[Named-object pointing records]
○ ○ ○ ○ ○ ○ ○
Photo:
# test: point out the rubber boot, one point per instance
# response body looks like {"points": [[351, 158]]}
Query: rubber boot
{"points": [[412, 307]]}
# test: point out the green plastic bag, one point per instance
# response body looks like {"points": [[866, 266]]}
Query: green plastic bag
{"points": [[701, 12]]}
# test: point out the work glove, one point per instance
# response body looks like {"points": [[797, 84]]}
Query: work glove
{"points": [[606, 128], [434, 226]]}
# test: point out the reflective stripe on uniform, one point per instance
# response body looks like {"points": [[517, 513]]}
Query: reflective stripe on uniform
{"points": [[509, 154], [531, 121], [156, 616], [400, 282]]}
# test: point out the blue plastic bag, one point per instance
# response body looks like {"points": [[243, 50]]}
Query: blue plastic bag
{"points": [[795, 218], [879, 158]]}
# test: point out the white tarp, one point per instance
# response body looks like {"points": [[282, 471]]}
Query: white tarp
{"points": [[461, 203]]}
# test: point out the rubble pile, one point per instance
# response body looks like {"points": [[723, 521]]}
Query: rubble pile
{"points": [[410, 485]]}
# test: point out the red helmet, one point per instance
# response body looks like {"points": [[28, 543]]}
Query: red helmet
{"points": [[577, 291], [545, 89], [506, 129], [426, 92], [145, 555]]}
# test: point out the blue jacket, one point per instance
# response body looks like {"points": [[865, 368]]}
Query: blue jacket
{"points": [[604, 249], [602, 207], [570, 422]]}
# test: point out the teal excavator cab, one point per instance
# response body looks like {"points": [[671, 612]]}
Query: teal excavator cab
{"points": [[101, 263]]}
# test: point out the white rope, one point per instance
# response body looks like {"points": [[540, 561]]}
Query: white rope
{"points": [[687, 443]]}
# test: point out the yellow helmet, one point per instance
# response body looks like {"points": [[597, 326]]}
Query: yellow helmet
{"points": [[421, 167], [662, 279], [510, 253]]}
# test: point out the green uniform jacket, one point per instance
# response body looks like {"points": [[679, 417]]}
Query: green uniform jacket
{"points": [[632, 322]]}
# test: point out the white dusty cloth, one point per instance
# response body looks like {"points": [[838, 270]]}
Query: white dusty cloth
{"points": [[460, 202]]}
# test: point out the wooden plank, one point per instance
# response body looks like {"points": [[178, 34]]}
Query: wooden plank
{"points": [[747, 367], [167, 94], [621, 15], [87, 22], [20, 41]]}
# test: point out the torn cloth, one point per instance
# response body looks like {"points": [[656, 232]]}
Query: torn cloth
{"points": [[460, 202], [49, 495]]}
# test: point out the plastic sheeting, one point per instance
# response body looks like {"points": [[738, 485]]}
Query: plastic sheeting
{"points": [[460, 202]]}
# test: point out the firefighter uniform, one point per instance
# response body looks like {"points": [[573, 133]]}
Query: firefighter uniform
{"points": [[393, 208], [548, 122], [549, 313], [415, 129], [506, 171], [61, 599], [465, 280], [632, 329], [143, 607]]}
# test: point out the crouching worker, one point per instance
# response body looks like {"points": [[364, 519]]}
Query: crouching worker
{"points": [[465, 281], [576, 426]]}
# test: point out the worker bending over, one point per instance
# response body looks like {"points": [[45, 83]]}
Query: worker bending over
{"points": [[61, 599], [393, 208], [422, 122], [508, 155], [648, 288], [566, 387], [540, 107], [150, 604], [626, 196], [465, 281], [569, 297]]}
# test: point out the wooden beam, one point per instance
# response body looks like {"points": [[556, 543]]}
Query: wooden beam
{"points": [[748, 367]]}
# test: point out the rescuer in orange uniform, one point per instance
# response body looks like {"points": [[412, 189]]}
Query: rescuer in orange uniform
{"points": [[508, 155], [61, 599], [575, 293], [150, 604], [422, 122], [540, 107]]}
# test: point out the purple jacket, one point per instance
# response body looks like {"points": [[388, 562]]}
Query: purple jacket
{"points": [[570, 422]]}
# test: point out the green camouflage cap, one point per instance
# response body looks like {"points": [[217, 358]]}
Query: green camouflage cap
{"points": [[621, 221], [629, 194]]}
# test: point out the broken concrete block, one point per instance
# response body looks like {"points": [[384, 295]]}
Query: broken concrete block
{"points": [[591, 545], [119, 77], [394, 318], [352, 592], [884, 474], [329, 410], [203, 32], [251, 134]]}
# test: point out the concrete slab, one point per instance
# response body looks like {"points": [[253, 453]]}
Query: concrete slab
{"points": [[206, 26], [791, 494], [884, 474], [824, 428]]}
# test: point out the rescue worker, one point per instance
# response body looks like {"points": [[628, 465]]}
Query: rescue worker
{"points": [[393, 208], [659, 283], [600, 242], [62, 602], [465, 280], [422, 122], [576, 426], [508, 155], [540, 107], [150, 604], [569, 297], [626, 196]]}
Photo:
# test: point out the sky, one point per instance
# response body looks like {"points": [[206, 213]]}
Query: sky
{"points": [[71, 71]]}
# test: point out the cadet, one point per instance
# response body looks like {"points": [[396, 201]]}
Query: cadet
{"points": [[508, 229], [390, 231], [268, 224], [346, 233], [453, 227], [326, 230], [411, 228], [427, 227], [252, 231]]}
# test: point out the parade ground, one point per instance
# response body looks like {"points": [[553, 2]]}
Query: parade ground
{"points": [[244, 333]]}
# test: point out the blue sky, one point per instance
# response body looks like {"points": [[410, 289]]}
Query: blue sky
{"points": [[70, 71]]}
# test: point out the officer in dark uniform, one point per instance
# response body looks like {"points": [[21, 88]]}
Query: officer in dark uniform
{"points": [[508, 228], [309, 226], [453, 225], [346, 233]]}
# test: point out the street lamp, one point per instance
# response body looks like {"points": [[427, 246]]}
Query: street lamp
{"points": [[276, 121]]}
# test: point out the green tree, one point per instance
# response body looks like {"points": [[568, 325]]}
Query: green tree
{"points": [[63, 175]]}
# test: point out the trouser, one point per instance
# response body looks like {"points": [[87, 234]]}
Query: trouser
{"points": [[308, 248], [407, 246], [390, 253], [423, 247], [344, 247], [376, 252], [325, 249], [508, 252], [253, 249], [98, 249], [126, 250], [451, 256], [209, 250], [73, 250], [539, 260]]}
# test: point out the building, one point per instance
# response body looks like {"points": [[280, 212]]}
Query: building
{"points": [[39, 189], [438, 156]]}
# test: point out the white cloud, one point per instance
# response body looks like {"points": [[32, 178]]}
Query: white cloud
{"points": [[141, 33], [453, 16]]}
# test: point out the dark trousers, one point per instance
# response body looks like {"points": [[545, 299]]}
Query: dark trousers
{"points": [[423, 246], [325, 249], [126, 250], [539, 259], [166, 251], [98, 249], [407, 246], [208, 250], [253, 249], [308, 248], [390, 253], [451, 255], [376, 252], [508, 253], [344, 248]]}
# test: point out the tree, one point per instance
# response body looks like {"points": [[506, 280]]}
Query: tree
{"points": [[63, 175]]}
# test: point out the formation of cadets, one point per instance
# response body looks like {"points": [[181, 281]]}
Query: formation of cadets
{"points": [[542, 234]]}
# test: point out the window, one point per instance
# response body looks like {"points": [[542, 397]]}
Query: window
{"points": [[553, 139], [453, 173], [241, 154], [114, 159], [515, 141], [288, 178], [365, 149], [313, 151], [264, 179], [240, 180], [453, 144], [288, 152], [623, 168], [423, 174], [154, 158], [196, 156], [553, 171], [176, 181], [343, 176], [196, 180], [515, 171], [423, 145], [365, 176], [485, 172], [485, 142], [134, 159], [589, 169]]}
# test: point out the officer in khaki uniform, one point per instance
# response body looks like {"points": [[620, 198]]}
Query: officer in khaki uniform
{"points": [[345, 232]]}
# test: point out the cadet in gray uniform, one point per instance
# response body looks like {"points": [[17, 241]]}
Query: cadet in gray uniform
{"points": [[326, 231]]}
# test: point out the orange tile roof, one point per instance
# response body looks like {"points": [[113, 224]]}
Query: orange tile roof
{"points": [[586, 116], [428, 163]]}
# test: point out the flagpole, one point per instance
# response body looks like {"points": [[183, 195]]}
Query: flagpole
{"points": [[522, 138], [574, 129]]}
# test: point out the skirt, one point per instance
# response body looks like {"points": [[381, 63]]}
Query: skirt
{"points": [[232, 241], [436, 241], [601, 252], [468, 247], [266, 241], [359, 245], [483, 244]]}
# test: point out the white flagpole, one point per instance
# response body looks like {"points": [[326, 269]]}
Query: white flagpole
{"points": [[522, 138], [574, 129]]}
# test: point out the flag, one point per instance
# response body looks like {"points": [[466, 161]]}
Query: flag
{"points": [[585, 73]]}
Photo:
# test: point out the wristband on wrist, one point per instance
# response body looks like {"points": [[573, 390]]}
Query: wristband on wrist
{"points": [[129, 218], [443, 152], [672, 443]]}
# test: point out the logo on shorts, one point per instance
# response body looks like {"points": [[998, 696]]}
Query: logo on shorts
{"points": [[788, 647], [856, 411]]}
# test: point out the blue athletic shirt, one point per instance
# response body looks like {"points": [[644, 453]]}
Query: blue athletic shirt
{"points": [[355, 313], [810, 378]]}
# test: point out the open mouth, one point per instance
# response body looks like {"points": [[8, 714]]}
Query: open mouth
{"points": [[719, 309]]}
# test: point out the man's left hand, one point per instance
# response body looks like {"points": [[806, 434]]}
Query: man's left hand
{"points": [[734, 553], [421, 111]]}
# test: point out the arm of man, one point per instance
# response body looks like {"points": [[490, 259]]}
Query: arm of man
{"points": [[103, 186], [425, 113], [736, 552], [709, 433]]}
○ ○ ○ ○ ○ ○ ○
Starting at the line that has "# test: point out the flag, one" and running through the end of the data, rewrite every "response body looks like" as "sample reply" and leave everything else the same. Return only those lines.

# test: point out the flag, one point per instance
# sample reply {"points": [[466, 161]]}
Query: flag
{"points": [[585, 73]]}
Photo:
# test: point out the wristband on wrist, one point per instance
# sample reply {"points": [[573, 390]]}
Query: wristband on wrist
{"points": [[129, 218], [443, 152], [672, 443]]}
# test: point out the logo on shorts, one point per instance
# sample reply {"points": [[998, 696]]}
Query: logo on shorts
{"points": [[788, 647], [856, 411]]}
# test: point out the blue athletic shirt, one point per instance
# sample reply {"points": [[644, 453]]}
Query: blue athletic shirt
{"points": [[355, 313], [810, 378]]}
# test: point out the open mouth, one point per instance
# sample reply {"points": [[8, 714]]}
Query: open mouth
{"points": [[719, 309]]}
# test: point out the man's left hand, one point per instance
# sample reply {"points": [[806, 434]]}
Query: man's left hand
{"points": [[734, 553], [421, 111]]}
# test: point out the arm of man, one point per instance
# sample reply {"points": [[490, 259]]}
Query: arm of man
{"points": [[103, 186], [425, 113], [736, 552], [709, 433]]}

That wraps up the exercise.